● Selected excerpt

☆ ☆ ☆ ☆

Absent urgent and forceful action by Washington, Taylor foresaw the emergence in Saigon of a government likely to seek “accommodation with the National Liberation Front and Hanoi.” Diem, it turned out, had been an irreplaceable figure. “I doubt that anyone appreciated the magnitude of the centrifugal political forces which had been kept under control by his iron rule.”

Simply trying harder was unlikely to produce better results next week or next month. The advisory program—Taylor reported that there were now 23,700 U.S. military personnel in country—had “probably reached about the saturation point.” The order of the day was to try something different. “The game needs to be opened up,” Taylor advised, “and new opportunities offered for new breaks which hopefully may be in our favor.”

In Taylor’s view, opening up the game need not require the introduction of U.S. ground troops. Instead, the former army general and self-described skeptic regarding the efficacy of aerial bombardment pressed for a “program of graduated air attacks” directed against North Vietnam. Air power constituted “the most flexible weapon in our arsenal of military superiority,” he wrote. Its skillful application would “bring pressure on the will” of those who governed in Hanoi.

☆ ☆ ☆ ☆

● Entries from a data collection
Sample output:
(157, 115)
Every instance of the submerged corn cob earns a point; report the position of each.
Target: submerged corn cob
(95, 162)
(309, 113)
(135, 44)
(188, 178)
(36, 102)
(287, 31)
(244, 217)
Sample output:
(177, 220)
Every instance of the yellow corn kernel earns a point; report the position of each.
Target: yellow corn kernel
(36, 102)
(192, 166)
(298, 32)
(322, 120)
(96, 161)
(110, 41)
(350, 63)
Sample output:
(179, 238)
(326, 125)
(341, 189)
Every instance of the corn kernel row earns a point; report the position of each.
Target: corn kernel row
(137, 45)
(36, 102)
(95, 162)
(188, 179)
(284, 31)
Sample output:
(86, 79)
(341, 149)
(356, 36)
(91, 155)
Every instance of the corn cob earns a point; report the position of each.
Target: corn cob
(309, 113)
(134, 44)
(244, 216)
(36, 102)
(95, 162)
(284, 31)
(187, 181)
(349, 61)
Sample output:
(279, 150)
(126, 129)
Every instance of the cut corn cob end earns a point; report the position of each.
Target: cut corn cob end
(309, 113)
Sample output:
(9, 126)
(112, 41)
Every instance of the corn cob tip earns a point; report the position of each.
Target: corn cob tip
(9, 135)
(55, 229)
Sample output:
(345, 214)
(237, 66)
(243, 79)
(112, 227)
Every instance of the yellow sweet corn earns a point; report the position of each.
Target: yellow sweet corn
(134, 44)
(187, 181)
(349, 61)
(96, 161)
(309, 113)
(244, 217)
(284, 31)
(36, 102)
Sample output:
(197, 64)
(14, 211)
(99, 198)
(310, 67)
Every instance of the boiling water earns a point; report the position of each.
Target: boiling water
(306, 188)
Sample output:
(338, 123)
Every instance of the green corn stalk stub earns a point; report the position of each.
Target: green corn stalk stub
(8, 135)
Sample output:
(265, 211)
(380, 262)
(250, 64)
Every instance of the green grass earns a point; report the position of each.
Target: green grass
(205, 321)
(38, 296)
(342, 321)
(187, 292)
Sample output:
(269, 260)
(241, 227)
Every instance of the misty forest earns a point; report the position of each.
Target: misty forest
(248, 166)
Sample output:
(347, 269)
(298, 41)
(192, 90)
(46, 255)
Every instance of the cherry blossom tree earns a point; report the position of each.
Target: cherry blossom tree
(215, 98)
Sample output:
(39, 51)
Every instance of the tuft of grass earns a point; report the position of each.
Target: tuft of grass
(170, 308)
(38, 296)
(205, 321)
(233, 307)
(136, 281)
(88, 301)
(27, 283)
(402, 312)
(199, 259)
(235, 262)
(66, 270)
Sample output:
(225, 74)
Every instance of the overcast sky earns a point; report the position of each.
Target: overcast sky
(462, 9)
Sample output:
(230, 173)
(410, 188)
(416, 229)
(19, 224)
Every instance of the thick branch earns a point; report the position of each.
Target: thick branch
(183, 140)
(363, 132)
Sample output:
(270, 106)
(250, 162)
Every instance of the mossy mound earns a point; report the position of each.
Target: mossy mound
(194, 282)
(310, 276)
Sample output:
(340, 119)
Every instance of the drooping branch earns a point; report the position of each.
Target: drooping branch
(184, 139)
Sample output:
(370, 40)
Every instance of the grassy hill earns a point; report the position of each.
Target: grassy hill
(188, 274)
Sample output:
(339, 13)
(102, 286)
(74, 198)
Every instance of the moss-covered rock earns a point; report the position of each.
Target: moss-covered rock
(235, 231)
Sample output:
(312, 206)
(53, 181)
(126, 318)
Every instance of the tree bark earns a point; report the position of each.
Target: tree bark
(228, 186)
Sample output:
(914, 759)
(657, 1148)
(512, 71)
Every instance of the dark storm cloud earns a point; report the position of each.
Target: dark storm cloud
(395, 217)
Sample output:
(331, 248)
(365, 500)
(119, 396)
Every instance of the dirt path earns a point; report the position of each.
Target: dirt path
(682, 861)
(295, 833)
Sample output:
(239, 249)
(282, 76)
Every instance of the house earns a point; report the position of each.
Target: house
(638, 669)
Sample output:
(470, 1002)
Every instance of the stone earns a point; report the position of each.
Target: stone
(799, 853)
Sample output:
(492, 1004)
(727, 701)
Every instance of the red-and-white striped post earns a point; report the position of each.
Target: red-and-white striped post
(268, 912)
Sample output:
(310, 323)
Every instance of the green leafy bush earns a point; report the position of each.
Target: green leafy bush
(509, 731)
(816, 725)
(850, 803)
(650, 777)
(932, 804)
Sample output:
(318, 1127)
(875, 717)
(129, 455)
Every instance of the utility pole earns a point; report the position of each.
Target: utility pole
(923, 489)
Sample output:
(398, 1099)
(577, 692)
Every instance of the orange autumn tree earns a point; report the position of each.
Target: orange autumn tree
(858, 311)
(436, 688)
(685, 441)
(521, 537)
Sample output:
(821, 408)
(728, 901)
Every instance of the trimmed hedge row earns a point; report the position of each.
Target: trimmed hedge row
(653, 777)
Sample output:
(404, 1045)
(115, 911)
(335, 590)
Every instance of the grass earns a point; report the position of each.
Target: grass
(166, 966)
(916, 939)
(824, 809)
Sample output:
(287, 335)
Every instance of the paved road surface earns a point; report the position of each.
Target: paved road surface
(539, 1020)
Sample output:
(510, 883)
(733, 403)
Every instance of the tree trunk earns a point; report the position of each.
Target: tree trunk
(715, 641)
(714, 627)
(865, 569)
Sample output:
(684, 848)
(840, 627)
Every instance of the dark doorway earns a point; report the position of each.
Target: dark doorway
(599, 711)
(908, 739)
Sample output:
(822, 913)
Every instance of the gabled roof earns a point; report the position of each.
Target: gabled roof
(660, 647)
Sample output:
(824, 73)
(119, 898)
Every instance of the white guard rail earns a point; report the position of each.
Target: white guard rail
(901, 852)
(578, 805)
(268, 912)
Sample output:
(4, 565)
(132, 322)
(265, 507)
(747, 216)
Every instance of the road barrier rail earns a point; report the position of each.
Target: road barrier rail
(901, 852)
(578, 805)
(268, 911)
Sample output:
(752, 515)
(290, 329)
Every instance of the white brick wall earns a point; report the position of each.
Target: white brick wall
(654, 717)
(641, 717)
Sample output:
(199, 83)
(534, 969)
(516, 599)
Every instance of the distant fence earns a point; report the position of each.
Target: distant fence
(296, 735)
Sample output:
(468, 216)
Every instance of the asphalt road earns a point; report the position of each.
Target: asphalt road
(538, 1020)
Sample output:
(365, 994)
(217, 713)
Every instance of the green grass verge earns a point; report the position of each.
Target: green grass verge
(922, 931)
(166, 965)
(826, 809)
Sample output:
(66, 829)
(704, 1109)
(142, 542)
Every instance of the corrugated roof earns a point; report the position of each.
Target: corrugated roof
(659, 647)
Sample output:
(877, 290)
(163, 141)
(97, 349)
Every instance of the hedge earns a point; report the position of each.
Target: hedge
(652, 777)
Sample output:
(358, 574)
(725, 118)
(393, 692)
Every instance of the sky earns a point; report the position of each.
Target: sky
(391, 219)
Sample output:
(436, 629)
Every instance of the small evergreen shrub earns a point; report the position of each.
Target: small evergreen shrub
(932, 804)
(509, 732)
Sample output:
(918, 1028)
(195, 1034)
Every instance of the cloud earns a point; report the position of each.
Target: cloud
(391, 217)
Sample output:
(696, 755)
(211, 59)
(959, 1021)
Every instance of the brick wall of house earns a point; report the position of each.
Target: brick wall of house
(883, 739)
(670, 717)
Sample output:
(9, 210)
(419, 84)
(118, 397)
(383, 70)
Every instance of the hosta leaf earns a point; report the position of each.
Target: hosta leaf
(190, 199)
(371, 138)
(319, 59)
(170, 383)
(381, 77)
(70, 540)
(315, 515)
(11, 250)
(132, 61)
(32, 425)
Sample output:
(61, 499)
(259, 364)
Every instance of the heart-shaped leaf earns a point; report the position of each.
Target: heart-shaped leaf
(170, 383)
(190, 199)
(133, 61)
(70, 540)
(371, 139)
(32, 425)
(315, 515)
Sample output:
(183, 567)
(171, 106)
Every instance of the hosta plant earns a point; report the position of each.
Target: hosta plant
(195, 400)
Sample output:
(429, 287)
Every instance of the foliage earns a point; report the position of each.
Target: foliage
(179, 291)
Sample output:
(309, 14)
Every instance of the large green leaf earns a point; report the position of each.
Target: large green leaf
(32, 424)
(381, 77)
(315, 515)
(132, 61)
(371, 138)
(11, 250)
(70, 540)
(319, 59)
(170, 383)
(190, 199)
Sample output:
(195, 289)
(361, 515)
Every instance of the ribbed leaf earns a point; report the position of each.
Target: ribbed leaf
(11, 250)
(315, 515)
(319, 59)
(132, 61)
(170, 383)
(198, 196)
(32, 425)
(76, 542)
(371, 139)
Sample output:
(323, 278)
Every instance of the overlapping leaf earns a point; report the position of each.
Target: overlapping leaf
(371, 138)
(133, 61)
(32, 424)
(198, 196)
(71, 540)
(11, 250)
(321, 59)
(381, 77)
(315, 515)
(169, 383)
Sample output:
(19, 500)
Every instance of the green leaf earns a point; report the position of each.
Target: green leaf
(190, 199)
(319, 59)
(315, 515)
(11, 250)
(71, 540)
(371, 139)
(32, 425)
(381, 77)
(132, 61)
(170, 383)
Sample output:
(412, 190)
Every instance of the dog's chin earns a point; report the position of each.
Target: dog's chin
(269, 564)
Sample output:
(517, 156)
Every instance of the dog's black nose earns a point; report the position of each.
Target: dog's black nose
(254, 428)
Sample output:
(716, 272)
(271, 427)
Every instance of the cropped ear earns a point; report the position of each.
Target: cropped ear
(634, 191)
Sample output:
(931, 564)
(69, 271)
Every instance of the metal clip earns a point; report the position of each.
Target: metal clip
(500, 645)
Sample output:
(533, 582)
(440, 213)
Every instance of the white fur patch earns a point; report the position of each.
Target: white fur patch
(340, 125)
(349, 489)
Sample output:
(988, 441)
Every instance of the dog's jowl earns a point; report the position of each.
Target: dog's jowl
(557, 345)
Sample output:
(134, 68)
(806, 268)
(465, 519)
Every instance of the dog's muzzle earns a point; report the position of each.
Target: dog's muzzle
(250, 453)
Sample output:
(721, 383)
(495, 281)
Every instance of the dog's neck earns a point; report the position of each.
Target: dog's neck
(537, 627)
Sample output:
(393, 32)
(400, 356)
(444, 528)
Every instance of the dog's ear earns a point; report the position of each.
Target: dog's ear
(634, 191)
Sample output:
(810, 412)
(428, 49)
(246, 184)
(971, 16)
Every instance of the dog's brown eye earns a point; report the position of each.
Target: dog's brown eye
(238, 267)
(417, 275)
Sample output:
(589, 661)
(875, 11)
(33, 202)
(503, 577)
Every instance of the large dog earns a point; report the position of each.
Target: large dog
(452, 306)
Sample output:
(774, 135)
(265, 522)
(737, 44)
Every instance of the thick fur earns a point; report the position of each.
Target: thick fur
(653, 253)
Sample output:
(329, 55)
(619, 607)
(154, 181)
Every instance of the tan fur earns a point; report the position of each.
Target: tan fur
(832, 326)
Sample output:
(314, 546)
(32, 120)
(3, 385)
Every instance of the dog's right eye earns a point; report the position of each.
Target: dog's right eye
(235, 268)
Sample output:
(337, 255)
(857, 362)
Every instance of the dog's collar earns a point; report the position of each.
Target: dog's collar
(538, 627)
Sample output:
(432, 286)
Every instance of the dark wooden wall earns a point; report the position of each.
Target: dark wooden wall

☆ ☆ ☆ ☆

● Actions to take
1. Answer these questions about the passage on Taylor's report:
(a) How many U.S. military personnel did Taylor report were in the country?
(b) What did Taylor call "the most flexible weapon in our arsenal of military superiority"?
(c) What kind of government did Taylor foresee emerging in Saigon without urgent and forceful action by Washington?
2. Count the lines in the entries that contain the word "path". Reply with the number only.

● Expected outputs
1.
(a) 23,700.
(b) Air power.
(c) A government likely to seek "accommodation with the National Liberation Front and Hanoi."

2. 2